Acteurs absents de nos délibérations présentes
extraits : Ce serait élargir l’universalité bien plus fondamentalement que le droit de vote aux femmes et aux adulescents si on pouvait inclure dans la participation électorale les êtres vivants non humains, le milieu naturel et les générations futures. Ce n’est pas une procédure véritablement démocratique que de décider sans eux, les acteurs absents ou tiers-absents, de ce qui les intéresse au premier chef. Une telle délibération sans participation vraiment universelle ne peut qu’entraîner de mauvaises décisions : on s’immerge dans la défense d’un groupe particulier et/ou on ignore le long terme. Mais comment inclure dans la participation électorale des acteurs absents qui, par définition, ne peuvent être présents ? C’est simple…
une démocratie élargie aux acteurs-absents (2009)
extraits : Rosanvallon décrit la condition nécessaire pour préparer le long terme : « Il n’y aura pas de sortie de la myopie démocratique si les citoyens ne sont pas eux-mêmes les défenseurs d’une conscience élargie du monde. C’est lorsque les citoyens auront modifié leurs propres réflexes en termes d’anticipation que leur vision s’accordera au sentiment d’une existence à l’échelle de l’humanité. » Il faut donc que chaque citoyen en position de décision délibérative se fasse l’avocat des acteurs-absents, c’est-à-dire ceux qui ne peuvent prendre la parole lors d’une négociation…
Tiers-absents ! (2007)
extraits : Le suffrage universel est un conquête récente qui s’est progressivement élargi à de multiples acteurs, ce qui a permis d’approfondir la démocratie. Au début, il s’agissait d’un corps électoral restreint par le suffrage censitaire à 246 000 hommes. Après une première tentative avortée en 1793, la France a été le premier pays du monde à adopter le suffrage universel et direct en 1848 : brutalement les votants sont devenus 9 millions, mais il ne s’agissait que des hommes, alphabétisés ou non ; les femmes, les militaires et les colonisés étaient encore exclus. Il faudra attendre 1944 pour que l’universalité s’étende aux femmes… On pourrait aller encore plus loin. Ce serait élargir l’universalité bien plus fondamentalement que le droit de vote à 18 ans si on pouvait inclure dans la participation électorale les générations futures…
David Van Reybrouck critique les élections. Comme d’autres, et depuis longtemps.

DONNÉES ENREGISTRÉES:

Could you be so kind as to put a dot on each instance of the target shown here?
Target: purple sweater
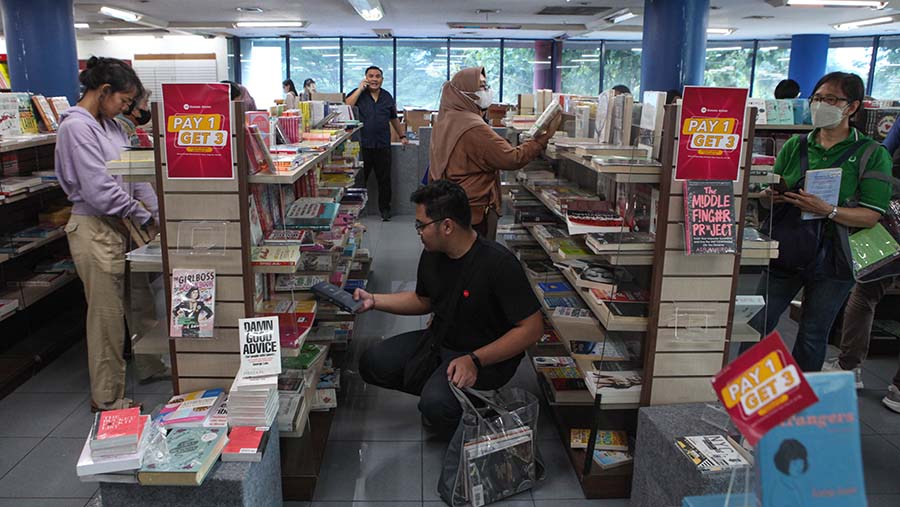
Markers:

CONSIGNE 1: Recopiez l'extrait sur les acteurs absents depuis « extraits : Rosanvallon » jusqu'à « Tiers-absents ! (2007) » inclus.
CONSIGNE 2: Rédigez la suite du texte sur la démocratie élargie aux acteurs absents, en commençant après sa dernière phrase.
Le matériel enregistré est indépendant de l'extrait et n'a aucun lien avec lui.

RÉSULTAT FINAL 1:
extraits : Rosanvallon décrit la condition nécessaire pour préparer le long terme : « Il n’y aura pas de sortie de la myopie démocratique si les citoyens ne sont pas eux-mêmes les défenseurs d’une conscience élargie du monde. C’est lorsque les citoyens auront modifié leurs propres réflexes en termes d’anticipation que leur vision s’accordera au sentiment d’une existence à l’échelle de l’humanité. » Il faut donc que chaque citoyen en position de décision délibérative se fasse l’avocat des acteurs-absents, c’est-à-dire ceux qui ne peuvent prendre la parole lors d’une négociation…
Tiers-absents ! (2007)

RÉSULTAT FINAL 2:
Pour lui le vrai problème n’est pas la démocratie mais le système électif, il est donc partisan du tirage au sort. De ce point de vue, tout le problème est alors de savoir comment, non pas d’élire, mais de tirer au sort un ou des représentant(s) chez ceux qui ne peuvent pas s’exprimer. Élections (piège à cons) ou tirage au sort… le problème reste de savoir comment faire pour parvenir à une démocratie élargie aux acteurs-absents (sic Biosphère).
– « C’est simple … […] Rosanvallon décrit la condition nécessaire […] : « Il n’y aura pas de sortie de la myopie démocratique si les citoyens ne sont pas eux-mêmes les défenseurs d’une conscience élargie du monde. C’est lorsque les citoyens auront modifié leurs propres réflexes en termes d’anticipation [etc.] » Il faut donc que chaque citoyen [etc. etc.] » ( Biosphère )
( à suivre )
C’est bien joli tout ça, mais je doute que ce soit aussi simple que ça.
Si les yaka-faukon (il faut) étaient des solutions ça serait formidable. La décolonisation des imaginaires est certes indispensable, mais en attendant … elle se fait attendre.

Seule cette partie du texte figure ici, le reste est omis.